Remap with VRL

Modify your observability data as it passes through your topology using Vector Remap Language (VRL)

status: beta egress: stream state: stateless

Configuration

Example configurations

{
  "transforms": {
    "my_transform_id": {
      "type": "remap",
      "inputs": [
        "my-source-or-transform-id"
      ],
      "source": ". = parse_json!(.message)\n.new_field = \"new value\"\n.status = to_int!(.status)\n.duration = parse_duration!(.duration, \"s\")\n.new_name = del(.old_name)"
    }
  }
}
[transforms.my_transform_id]
type = "remap"
inputs = [ "my-source-or-transform-id" ]
source = """
. = parse_json!(.message)
.new_field = "new value"
.status = to_int!(.status)
.duration = parse_duration!(.duration, "s")
.new_name = del(.old_name)"""
---
transforms:
  my_transform_id:
    type: remap
    inputs:
      - my-source-or-transform-id
    source: |-
      . = parse_json!(.message)
      .new_field = "new value"
      .status = to_int!(.status)
      .duration = parse_duration!(.duration, "s")
      .new_name = del(.old_name)      
{
  "transforms": {
    "my_transform_id": {
      "type": "remap",
      "inputs": [
        "my-source-or-transform-id"
      ],
      "source": ". = parse_json!(.message)\n.new_field = \"new value\"\n.status = to_int!(.status)\n.duration = parse_duration!(.duration, \"s\")\n.new_name = del(.old_name)",
      "drop_on_error": null,
      "drop_on_abort": true
    }
  }
}
[transforms.my_transform_id]
type = "remap"
inputs = [ "my-source-or-transform-id" ]
source = """
. = parse_json!(.message)
.new_field = "new value"
.status = to_int!(.status)
.duration = parse_duration!(.duration, "s")
.new_name = del(.old_name)"""
drop_on_abort = true
---
transforms:
  my_transform_id:
    type: remap
    inputs:
      - my-source-or-transform-id
    source: |-
      . = parse_json!(.message)

## Data for the task

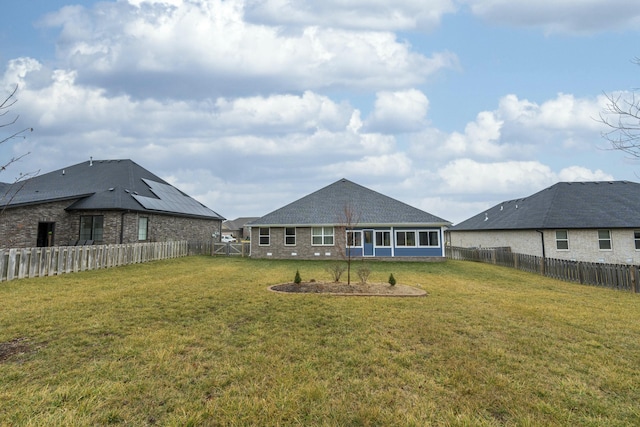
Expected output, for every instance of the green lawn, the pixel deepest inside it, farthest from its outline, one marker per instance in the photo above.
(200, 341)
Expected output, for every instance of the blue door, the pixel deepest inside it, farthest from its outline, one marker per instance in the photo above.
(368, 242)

* * *

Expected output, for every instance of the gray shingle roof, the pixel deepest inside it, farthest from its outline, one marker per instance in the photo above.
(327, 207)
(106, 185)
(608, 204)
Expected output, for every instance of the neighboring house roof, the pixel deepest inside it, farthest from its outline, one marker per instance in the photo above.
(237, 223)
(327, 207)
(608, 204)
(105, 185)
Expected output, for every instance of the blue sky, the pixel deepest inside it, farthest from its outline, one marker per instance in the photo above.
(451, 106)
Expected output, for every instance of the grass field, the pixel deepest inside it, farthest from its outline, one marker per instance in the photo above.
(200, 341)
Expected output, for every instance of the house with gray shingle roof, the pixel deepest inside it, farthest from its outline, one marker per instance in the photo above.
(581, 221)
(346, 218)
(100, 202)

## Required work
[1] Name every VRL function that the Remap with VRL page calls in the example source programs.
[2] Collect every line of the listing that contains the string "shingle", with case counting.

## Answers given
[1] parse_json, to_int, parse_duration, del

[2]
Expected output, for every instance of the gray shingle roof, the pixel deepest inside it, farthest from its outline, one marker per instance in the photo above.
Expected output, for every instance of the house with gray shingle roof, the pixel deepest inside it, farthest from its outline, one marker per instance in the photo above.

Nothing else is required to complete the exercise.